**WORK TO DO**
Reproduce the whole listing below word for word, leaving out the pictures.

- - - - - - -

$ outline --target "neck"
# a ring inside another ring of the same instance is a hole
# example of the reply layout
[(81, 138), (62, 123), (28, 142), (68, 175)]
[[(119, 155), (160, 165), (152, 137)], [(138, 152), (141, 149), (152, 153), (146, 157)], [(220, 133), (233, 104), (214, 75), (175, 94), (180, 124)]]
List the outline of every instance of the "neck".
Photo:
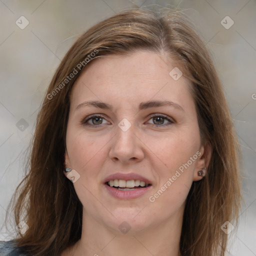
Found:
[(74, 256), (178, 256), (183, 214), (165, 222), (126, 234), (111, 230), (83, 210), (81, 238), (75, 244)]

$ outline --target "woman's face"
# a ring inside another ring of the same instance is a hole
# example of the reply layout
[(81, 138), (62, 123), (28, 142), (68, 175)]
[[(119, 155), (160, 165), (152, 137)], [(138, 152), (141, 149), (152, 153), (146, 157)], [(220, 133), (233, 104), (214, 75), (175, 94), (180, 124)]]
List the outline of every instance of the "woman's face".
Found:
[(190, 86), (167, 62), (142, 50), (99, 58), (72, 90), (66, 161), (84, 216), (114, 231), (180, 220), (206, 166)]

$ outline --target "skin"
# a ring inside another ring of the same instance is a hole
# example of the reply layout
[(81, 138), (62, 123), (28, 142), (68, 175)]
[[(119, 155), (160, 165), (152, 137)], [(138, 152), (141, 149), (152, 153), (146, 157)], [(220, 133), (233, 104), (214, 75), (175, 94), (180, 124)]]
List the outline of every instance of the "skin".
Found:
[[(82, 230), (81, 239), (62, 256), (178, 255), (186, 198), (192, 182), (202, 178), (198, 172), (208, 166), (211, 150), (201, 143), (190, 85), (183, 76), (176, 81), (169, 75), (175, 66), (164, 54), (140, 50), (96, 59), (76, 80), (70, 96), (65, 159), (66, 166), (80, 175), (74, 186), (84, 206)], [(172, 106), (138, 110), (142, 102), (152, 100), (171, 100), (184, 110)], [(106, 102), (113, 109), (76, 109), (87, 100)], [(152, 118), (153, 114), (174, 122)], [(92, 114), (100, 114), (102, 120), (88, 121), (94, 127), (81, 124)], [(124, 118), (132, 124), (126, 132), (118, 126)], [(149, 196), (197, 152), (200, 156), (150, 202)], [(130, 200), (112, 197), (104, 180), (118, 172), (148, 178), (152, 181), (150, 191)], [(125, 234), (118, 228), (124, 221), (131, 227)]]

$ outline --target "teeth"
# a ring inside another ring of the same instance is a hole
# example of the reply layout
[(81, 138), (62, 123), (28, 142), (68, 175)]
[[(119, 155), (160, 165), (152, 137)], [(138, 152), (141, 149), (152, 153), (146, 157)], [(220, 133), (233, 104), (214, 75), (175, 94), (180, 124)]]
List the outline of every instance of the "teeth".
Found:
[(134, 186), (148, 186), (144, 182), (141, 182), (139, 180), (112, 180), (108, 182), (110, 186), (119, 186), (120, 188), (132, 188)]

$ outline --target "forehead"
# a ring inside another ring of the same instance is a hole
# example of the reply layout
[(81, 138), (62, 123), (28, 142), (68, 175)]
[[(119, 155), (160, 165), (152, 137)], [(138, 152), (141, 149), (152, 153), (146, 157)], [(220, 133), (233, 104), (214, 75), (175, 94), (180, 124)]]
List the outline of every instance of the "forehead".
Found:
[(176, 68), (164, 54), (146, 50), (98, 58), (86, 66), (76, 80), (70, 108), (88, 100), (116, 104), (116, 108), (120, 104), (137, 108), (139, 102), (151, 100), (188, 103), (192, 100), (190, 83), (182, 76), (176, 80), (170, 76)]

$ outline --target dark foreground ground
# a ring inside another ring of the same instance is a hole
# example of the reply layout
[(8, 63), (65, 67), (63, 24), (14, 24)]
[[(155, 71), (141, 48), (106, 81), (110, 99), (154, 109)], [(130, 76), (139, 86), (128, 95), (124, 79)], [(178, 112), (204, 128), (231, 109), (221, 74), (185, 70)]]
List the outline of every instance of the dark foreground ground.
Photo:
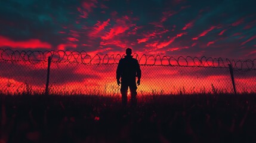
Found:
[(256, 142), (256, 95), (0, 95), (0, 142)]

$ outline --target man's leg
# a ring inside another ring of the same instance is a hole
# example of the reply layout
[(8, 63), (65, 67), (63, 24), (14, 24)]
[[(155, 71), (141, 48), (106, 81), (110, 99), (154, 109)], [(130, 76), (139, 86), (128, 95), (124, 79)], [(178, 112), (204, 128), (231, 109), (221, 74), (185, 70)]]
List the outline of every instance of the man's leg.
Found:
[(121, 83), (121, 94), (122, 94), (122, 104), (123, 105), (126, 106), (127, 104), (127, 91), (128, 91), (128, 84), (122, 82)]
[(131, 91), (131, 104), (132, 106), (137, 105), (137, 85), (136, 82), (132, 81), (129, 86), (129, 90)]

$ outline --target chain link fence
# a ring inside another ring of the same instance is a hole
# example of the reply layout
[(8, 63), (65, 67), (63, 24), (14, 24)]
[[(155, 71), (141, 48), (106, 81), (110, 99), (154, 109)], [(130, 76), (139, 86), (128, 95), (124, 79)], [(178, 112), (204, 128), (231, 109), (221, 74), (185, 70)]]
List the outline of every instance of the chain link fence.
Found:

- - - - - - -

**FULL OUTPUT**
$ outline --target "neck"
# a ring inside another ring of the same instance is a hole
# example of the reply layout
[(81, 138), (62, 123), (28, 142), (68, 175)]
[[(119, 155), (160, 165), (152, 137)], [(138, 152), (141, 149), (152, 153), (146, 157)], [(220, 133), (233, 104), (214, 75), (175, 94), (180, 124)]]
List the outline of every instance of the "neck".
Photo:
Found:
[(74, 256), (178, 256), (183, 214), (165, 222), (126, 234), (111, 230), (83, 210), (81, 238), (75, 244)]

$ outline --target "woman's face"
# a ring inside another ring of the same instance is a hole
# example of the reply layout
[(81, 138), (62, 123), (28, 142), (68, 175)]
[[(119, 155), (160, 165), (152, 137)], [(138, 152), (141, 149), (152, 153), (146, 157)], [(220, 133), (233, 104), (214, 75), (175, 94), (180, 124)]]
List the outline of every instance of the "woman's face".
Found:
[(190, 86), (167, 62), (142, 50), (99, 58), (72, 90), (66, 161), (84, 216), (114, 231), (180, 220), (206, 166)]

$ outline --target "skin"
# a ring inside another ring of the same instance is a hole
# example of the reply layout
[(81, 138), (62, 123), (28, 142), (68, 175)]
[[(119, 155), (160, 165), (152, 137)], [(138, 152), (141, 149), (152, 153), (146, 157)], [(220, 133), (233, 104), (214, 75), (175, 94), (180, 124)]]
List the outline of every instance of the "skin".
Found:
[[(82, 230), (81, 239), (62, 256), (178, 255), (186, 198), (192, 182), (202, 178), (198, 172), (208, 166), (211, 150), (201, 143), (190, 85), (183, 76), (176, 81), (169, 75), (175, 66), (164, 54), (140, 50), (96, 59), (76, 80), (70, 96), (65, 159), (66, 166), (80, 175), (74, 186), (84, 206)], [(172, 106), (138, 110), (142, 102), (152, 100), (171, 100), (184, 110)], [(106, 102), (113, 109), (76, 109), (87, 100)], [(152, 118), (153, 114), (174, 122)], [(92, 114), (100, 114), (102, 120), (88, 121), (94, 127), (81, 124)], [(124, 118), (132, 124), (126, 132), (118, 126)], [(149, 196), (197, 152), (200, 156), (150, 202)], [(130, 200), (112, 197), (104, 180), (118, 172), (148, 178), (152, 181), (150, 191)], [(125, 234), (118, 228), (124, 221), (131, 227)]]

$ outline --target "teeth"
# a ring inside another ring of the same instance is a hole
# example of the reply layout
[(81, 138), (62, 123), (28, 142), (68, 175)]
[[(119, 155), (160, 165), (152, 137)], [(138, 152), (141, 149), (152, 153), (146, 157)], [(220, 133), (233, 104), (214, 75), (175, 94), (180, 124)]]
List the outline of every instance of the "teeth".
Found:
[(134, 186), (148, 186), (144, 182), (141, 182), (139, 180), (112, 180), (108, 182), (110, 186), (119, 186), (120, 188), (132, 188)]

$ outline --target "forehead"
# a ring inside another ring of the same instance is a hole
# example of the reply layout
[(81, 138), (62, 123), (28, 142), (68, 175)]
[[(119, 155), (160, 165), (152, 137)], [(138, 152), (141, 149), (152, 153), (146, 157)], [(220, 133), (233, 104), (214, 75), (175, 94), (180, 124)]]
List the outline of every instance of the "forehead".
Found:
[(176, 68), (164, 54), (146, 50), (98, 58), (86, 66), (76, 80), (70, 108), (88, 100), (116, 104), (116, 108), (120, 104), (137, 108), (139, 102), (151, 100), (188, 103), (192, 100), (190, 83), (182, 76), (176, 80), (170, 76)]

$ outline --target dark foreground ground
# a ring inside another ring of the same instance is a hole
# example of the reply layout
[(8, 63), (65, 67), (63, 24), (14, 24)]
[[(155, 71), (141, 48), (106, 81), (110, 99), (154, 109)], [(130, 76), (139, 86), (128, 95), (124, 79)], [(178, 112), (204, 128), (231, 109), (221, 74), (185, 70)]]
List the outline of every instance of the dark foreground ground.
Photo:
Found:
[(256, 142), (256, 95), (0, 95), (0, 142)]

$ outline --target man's leg
# a ring inside another ring of the same instance is a hole
# example of the reply layout
[(8, 63), (65, 67), (63, 24), (14, 24)]
[[(155, 71), (141, 48), (106, 81), (110, 99), (154, 109)], [(130, 76), (139, 86), (128, 95), (124, 79)], [(178, 112), (204, 128), (231, 109), (221, 74), (185, 70)]]
List the outline of every instance of the man's leg.
Found:
[(121, 83), (121, 94), (122, 94), (122, 104), (123, 105), (126, 106), (127, 104), (127, 91), (128, 91), (128, 84), (122, 82)]
[(131, 91), (131, 104), (132, 106), (137, 105), (137, 85), (136, 82), (132, 81), (129, 86), (129, 90)]

$ outline --target chain link fence
# a ring inside another ring of the same instance is a hole
# example of the reply layout
[(8, 63), (65, 67), (63, 24), (14, 24)]
[[(155, 71), (141, 48), (106, 81), (110, 99), (154, 109)], [(130, 76), (139, 86), (128, 95), (124, 79)], [(178, 112), (204, 128), (231, 109), (221, 74), (185, 70)]]
List the outline of every instance of the chain link fence.
Found:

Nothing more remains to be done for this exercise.